--- Data for the task ---
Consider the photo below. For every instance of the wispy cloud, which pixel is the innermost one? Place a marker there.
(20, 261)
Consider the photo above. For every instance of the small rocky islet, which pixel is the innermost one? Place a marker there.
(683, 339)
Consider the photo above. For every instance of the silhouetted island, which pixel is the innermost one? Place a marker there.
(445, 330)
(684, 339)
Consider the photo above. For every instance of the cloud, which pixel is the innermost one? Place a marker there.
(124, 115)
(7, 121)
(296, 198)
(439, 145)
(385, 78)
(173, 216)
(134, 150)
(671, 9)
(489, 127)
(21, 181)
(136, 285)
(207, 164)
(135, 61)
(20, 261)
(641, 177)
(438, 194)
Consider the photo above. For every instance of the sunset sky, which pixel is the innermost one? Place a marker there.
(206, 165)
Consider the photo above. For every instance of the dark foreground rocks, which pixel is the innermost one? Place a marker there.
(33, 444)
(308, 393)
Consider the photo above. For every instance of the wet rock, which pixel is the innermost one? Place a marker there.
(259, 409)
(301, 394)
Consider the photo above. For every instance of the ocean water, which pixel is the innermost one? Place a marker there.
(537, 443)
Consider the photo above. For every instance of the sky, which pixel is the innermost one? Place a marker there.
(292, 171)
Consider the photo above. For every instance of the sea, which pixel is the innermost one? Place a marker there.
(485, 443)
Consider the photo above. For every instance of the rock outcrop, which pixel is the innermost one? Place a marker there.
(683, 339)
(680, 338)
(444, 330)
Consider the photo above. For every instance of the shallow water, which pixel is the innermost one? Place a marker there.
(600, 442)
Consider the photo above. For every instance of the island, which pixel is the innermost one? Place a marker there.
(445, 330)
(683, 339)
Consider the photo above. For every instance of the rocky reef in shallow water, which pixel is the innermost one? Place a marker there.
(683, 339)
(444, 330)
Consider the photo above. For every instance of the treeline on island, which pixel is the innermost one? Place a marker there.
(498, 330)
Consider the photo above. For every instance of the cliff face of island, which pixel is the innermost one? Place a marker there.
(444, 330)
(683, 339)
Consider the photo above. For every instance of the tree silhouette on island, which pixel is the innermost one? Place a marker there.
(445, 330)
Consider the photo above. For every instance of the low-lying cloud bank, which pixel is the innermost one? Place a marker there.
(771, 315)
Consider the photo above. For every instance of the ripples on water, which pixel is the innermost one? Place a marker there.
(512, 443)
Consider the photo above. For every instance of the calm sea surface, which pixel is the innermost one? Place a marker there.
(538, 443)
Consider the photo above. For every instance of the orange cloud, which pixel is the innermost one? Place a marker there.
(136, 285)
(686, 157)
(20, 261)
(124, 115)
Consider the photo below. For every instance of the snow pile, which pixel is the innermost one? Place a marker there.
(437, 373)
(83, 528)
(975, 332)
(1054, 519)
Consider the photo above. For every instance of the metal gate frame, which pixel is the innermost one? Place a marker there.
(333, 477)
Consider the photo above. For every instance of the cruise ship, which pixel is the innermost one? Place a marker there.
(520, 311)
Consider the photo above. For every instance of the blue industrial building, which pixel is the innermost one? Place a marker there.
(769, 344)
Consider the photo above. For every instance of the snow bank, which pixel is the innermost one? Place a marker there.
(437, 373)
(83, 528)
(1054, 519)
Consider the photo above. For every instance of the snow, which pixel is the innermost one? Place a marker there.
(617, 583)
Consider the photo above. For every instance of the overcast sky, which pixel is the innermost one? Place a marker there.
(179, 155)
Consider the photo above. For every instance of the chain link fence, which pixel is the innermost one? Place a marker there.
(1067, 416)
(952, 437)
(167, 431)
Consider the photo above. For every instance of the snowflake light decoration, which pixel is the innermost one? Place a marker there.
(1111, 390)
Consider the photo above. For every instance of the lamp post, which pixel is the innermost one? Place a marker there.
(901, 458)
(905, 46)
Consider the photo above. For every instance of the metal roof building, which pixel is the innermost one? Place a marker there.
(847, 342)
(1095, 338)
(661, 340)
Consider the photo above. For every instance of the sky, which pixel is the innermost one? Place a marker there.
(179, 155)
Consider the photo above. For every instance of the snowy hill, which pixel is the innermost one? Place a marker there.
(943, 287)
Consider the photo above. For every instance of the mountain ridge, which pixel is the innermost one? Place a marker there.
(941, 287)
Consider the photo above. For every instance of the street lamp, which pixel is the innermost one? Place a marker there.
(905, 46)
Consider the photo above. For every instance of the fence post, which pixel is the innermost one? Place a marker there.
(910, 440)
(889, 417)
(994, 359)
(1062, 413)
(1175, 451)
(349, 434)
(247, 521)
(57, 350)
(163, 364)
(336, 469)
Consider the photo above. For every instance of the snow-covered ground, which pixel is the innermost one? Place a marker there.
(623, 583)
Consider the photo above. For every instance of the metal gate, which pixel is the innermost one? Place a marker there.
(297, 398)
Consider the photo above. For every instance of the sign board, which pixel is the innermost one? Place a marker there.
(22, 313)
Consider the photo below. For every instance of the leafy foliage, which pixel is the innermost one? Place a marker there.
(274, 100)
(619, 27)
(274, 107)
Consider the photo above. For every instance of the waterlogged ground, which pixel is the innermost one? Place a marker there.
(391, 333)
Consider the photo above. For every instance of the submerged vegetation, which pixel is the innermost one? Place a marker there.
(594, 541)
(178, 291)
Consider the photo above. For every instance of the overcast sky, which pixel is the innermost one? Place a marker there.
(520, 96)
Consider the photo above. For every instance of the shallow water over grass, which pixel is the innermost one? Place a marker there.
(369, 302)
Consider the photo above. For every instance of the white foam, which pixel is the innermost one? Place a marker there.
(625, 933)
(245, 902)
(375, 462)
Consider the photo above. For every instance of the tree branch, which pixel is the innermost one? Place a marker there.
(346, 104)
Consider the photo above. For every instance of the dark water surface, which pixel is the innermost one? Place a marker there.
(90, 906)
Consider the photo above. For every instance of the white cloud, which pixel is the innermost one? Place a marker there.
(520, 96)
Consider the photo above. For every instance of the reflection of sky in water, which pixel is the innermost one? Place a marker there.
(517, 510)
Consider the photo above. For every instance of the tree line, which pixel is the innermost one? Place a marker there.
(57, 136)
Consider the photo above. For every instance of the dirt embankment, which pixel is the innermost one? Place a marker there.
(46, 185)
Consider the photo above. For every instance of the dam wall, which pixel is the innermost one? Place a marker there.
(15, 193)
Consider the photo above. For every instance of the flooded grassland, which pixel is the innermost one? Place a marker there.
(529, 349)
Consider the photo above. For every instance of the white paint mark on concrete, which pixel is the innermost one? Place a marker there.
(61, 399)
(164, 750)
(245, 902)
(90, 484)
---
◆ Task details ◆
Word for word, repeat every entry listed above.

◆ Written answer ◆
Consider the photo below. For every instance of the wispy cloud, which pixel is the innermost one? Place a marker there.
(20, 261)
Consider the photo above. For every instance of the small rocky islet, which pixel is the innermost one? Place a marker there.
(683, 339)
Consider the photo above. For every instance of the silhouetted island, which pixel is the innermost one? Place a marker there.
(445, 330)
(684, 339)
Consider the photo above. For every instance of the cloud, which pixel is the innermost one? Place a marker there.
(124, 115)
(7, 121)
(296, 198)
(439, 145)
(385, 78)
(173, 216)
(134, 150)
(671, 9)
(489, 127)
(21, 181)
(136, 285)
(207, 164)
(135, 61)
(20, 261)
(641, 177)
(438, 194)
Consider the photo above. For every instance of the sunset sky, which pixel is the innermost one? Place a marker there.
(206, 165)
Consider the photo above. For every instance of the dark foreground rocks, which pixel is the innermost one? Place a marker there.
(33, 444)
(308, 393)
Consider the photo above. For every instance of the wet rock, which pixel is the innermost one? Place a marker there.
(259, 409)
(301, 394)
Consider the photo above. For every instance of the ocean water, which pixel is the innermost one? Place a marker there.
(537, 443)
Consider the photo above. For every instance of the sky, which pixel is the innermost one? Place a marker there.
(292, 171)
Consider the photo above. For every instance of the sea, which pixel is the innermost one? Place a marker there.
(485, 443)
Consider the photo above. For every instance of the rock outcrop, which pixel is the innermost one? Place a marker there.
(683, 339)
(680, 338)
(444, 330)
Consider the photo above. For every instance of the shallow water, which pixel is the innermost one? Place a marker there.
(600, 442)
Consider the photo above. For every instance of the island, which pixel is the innermost one? Place a marker there.
(445, 330)
(683, 339)
Consider the photo above. For every instance of the rocky reef in shallow water, which pixel is the innermost one? Place a marker there.
(683, 339)
(444, 330)
Consider the photo above. For every instance of the treeline on island, which pixel is the innermost one? Place a marker there.
(498, 330)
Consider the photo above. For every instance of the cliff face of island, which pixel is the innermost one? Place a marker there.
(444, 330)
(683, 339)
Consider the photo above. For every instance of the tree silhouette on island, which pixel is the innermost one? Place a marker there.
(445, 330)
Consider the photo above. For every instance of the low-lying cloud bank, which pixel is the innermost one? Place a marker there.
(771, 315)
Consider the photo above. For every instance of the ripples on water, which pixel is the innermost one? Place a marker there.
(512, 443)
Consider the photo above. For every instance of the calm sea surface, which pixel is the innermost one? Place a marker there.
(538, 443)
Consider the photo above. For every instance of the orange cloud, which pixel is the innermost one? Place a marker there.
(136, 285)
(686, 157)
(20, 261)
(124, 115)
Consider the photo below. For every instance of the snow pile, which pixel is the innermost one? Place a marker there.
(437, 373)
(83, 528)
(975, 332)
(1054, 519)
Consider the photo above. For every instance of the metal gate frame, which pixel is the innermost one? Place a marker there.
(333, 477)
Consider the photo above. For every instance of the cruise ship, which pixel is the innermost one? Place a marker there.
(520, 311)
Consider the photo above. For every instance of the blue industrial building, which pixel is the innermost one? Place a marker there.
(769, 344)
Consider the photo above. For every instance of the snow bank, which pixel is the innermost one? Place a marker there.
(437, 373)
(83, 528)
(1054, 519)
Consider the photo above. For every instance of the snow, which pixel is the innermost one? Place a marker there.
(617, 583)
Consider the photo above. For every instance of the overcast sky, which pixel is the innermost one? Place a marker there.
(179, 155)
Consider the photo above. For every instance of the chain link fence, which pixel is the innermost one? Place a marker there.
(1067, 416)
(952, 437)
(167, 431)
Consider the photo above. For every instance of the snowflake light decoration, which pixel is the innermost one? Place a marker there.
(1111, 390)
Consider the photo above. For every instance of the lamp post, which pixel is the innermost one? Place a marker there.
(901, 458)
(905, 46)
Consider the photo above. For every instance of the metal roof building, which pixel is the innermost one? Place a marker there.
(847, 342)
(1095, 338)
(661, 340)
Consider the photo above. For every instance of the sky, which pixel is the innermost one? Place a marker there.
(179, 155)
Consider the photo above. For every instance of the snowy hill, which pixel is the innermost one? Place a marker there.
(943, 287)
Consider the photo above. For every instance of the mountain ridge, which pixel is the innermost one? Place a marker there.
(941, 287)
Consider the photo above. For every instance of the street lamp, which pixel is the innermost one? Place a marker there.
(905, 46)
Consider the photo above. For every instance of the fence post, which pixel is the innermost one? Place a marker there.
(910, 440)
(889, 417)
(994, 359)
(1062, 413)
(1175, 451)
(349, 434)
(247, 521)
(57, 350)
(163, 364)
(336, 469)
Consider the photo above. For every instance of the snow-covered ground, which pixel is the innermost one? Place a marker there.
(623, 583)
Consider the photo above. For every instance of the metal gate, which pixel is the innermost one? Place a marker there.
(297, 398)
Consider the photo above. For every instance of the sign board, which pixel is the innermost one? Place a marker there.
(22, 313)
Consider the photo below. For every instance of the leafy foliage, which pixel is the innermost one? Place a marker there.
(274, 100)
(619, 27)
(274, 107)
Consider the photo above. For every instance of the waterlogged ground, which pixel is the innermost one? Place a marker there.
(391, 333)
Consider the photo above. For every instance of the submerged vegetation, which pixel is the innermost one? Place a marker there.
(594, 541)
(178, 291)
Consider the photo above. For every instance of the overcast sky, which pixel is the innermost one? Place a marker there.
(520, 96)
Consider the photo above. For every instance of the shallow water over grass, which pixel is the innermost one? Place a marker there.
(369, 302)
Consider the photo above. For every instance of the white foam, which pixel is the innermost one? Place a marker there.
(625, 933)
(245, 902)
(375, 462)
Consider the photo above. For every instance of the tree branch, which pixel is the innermost one? Place a marker there.
(346, 104)
Consider the photo above. For every instance of the dark water surface, which pixel is the innermost one? Place a marker there.
(90, 906)
Consider the photo above. For every instance of the white cloud, which pixel is the innermost one? Place a marker there.
(520, 96)
Consider the photo above. For every instance of the reflection of sky in water, which pixel is the innermost one? Place a marker there.
(517, 510)
Consider the photo above. For every instance of the tree line, which pixel is the innermost one? Place a marker there.
(57, 136)
Consider the photo above. For every instance of the dirt embankment, which pixel is the innermost one? Place a marker there.
(46, 185)
Consider the photo above. For every instance of the dam wall, which pixel is the innermost one? Place a marker there.
(15, 193)
Consider the photo above. For every instance of the flooded grassland, which pixel is the innermost one? Place a marker there.
(529, 349)
Consider the photo above. For every instance of the white paint mark on concrete, which pixel is the innermost one? Place a marker there.
(61, 399)
(164, 750)
(245, 902)
(90, 484)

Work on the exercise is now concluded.